■ What you will do ■
Copying each record below exactly is the whole task.

■ Data shown ■
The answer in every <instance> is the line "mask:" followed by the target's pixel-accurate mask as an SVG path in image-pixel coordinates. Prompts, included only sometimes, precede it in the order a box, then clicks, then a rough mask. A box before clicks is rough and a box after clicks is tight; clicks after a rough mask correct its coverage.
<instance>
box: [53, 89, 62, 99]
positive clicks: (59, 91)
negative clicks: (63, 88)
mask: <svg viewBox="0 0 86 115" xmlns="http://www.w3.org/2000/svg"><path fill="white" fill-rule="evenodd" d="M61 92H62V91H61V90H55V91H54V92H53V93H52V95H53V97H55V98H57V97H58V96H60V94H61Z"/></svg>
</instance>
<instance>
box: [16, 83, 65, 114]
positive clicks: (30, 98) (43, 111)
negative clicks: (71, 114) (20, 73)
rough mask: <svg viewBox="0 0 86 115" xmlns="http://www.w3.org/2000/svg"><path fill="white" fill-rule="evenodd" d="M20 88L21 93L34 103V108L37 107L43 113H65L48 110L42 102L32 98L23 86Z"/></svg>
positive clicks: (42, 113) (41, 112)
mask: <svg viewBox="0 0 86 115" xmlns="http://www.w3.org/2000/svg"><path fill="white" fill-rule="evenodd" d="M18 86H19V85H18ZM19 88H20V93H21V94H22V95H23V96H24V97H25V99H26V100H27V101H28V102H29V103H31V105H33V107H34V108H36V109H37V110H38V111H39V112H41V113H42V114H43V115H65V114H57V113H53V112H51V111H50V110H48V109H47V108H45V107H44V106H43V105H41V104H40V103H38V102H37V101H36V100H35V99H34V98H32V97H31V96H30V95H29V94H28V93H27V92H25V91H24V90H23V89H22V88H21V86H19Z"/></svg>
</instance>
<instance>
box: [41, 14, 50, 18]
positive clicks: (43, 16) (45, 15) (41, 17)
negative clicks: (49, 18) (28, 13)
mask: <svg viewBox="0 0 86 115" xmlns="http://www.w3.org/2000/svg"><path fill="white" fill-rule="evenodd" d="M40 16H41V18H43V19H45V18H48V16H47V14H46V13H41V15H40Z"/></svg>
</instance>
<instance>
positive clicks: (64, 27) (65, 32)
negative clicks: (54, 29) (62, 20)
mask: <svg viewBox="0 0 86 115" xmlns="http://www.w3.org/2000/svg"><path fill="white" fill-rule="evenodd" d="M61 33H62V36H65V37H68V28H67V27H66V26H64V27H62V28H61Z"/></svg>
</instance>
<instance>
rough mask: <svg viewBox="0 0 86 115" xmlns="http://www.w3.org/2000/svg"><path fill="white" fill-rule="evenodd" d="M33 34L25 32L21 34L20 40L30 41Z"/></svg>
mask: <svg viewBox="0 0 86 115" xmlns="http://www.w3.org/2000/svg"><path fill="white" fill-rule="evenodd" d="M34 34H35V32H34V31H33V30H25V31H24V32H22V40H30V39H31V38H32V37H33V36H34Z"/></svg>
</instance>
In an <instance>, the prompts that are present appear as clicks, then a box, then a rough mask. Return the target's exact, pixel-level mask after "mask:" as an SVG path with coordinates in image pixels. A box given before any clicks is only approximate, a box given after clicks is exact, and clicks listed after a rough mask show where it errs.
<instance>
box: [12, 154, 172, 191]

■ Written solution ■
The answer in every <instance> is the line "mask:" followed by the target's pixel-accurate mask as an SVG path in image-pixel coordinates. Prompts, included only sometimes, precede it in the order a box, then clicks, then a rough mask. A box before clicks is rough and a box after clicks is tight; clicks after a rough mask correct its coverage.
<instance>
box: [53, 89, 62, 99]
positive clicks: (59, 91)
negative clicks: (63, 88)
mask: <svg viewBox="0 0 86 115" xmlns="http://www.w3.org/2000/svg"><path fill="white" fill-rule="evenodd" d="M61 92H62V91H61V90H55V91H54V92H53V93H52V95H53V97H55V98H57V97H58V96H60V94H61Z"/></svg>
</instance>
<instance>
box: [16, 83, 65, 114]
positive clicks: (30, 98) (43, 111)
negative clicks: (71, 114) (20, 73)
rough mask: <svg viewBox="0 0 86 115" xmlns="http://www.w3.org/2000/svg"><path fill="white" fill-rule="evenodd" d="M20 88L21 93L34 103V108L37 107L43 113H65L48 110L42 102L32 98L23 86Z"/></svg>
positive clicks: (42, 113) (41, 112)
mask: <svg viewBox="0 0 86 115" xmlns="http://www.w3.org/2000/svg"><path fill="white" fill-rule="evenodd" d="M18 86H19V85H18ZM19 88H20V93H21V94H22V95H23V96H24V97H25V99H26V100H27V101H28V102H29V103H31V105H33V107H34V108H36V109H37V110H38V111H39V112H41V113H42V114H43V115H65V114H57V113H53V112H51V111H50V110H48V109H47V108H45V107H44V106H43V105H41V104H40V103H38V102H37V101H36V100H35V99H34V98H32V97H31V96H30V95H29V94H28V93H27V92H25V91H24V90H23V89H22V88H21V86H19Z"/></svg>
</instance>
<instance>
box: [41, 14, 50, 18]
positive clicks: (43, 16) (45, 15) (41, 17)
negative clicks: (49, 18) (28, 13)
mask: <svg viewBox="0 0 86 115" xmlns="http://www.w3.org/2000/svg"><path fill="white" fill-rule="evenodd" d="M40 16H41V18H43V19H45V18H48V16H47V14H46V13H41V15H40Z"/></svg>
</instance>
<instance>
positive clicks: (64, 27) (65, 32)
negative clicks: (54, 29) (62, 20)
mask: <svg viewBox="0 0 86 115" xmlns="http://www.w3.org/2000/svg"><path fill="white" fill-rule="evenodd" d="M61 33H62V36H65V37H68V28H67V27H66V26H64V27H62V28H61Z"/></svg>
</instance>
<instance>
rough mask: <svg viewBox="0 0 86 115" xmlns="http://www.w3.org/2000/svg"><path fill="white" fill-rule="evenodd" d="M33 34L25 32L21 34L20 40L30 41Z"/></svg>
mask: <svg viewBox="0 0 86 115" xmlns="http://www.w3.org/2000/svg"><path fill="white" fill-rule="evenodd" d="M34 34H35V32H34V31H33V30H25V31H24V32H22V40H30V39H31V38H32V37H33V36H34Z"/></svg>
</instance>
In an <instance>, the prompts that are present appear as clicks, then a box, then a rough mask. Return the target's exact, pixel-level mask after "mask:" as an SVG path with coordinates in image pixels. A box given before any clicks is only approximate, a box given after clicks is exact, and clicks listed after a rough mask show where it errs.
<instance>
box: [12, 154, 172, 191]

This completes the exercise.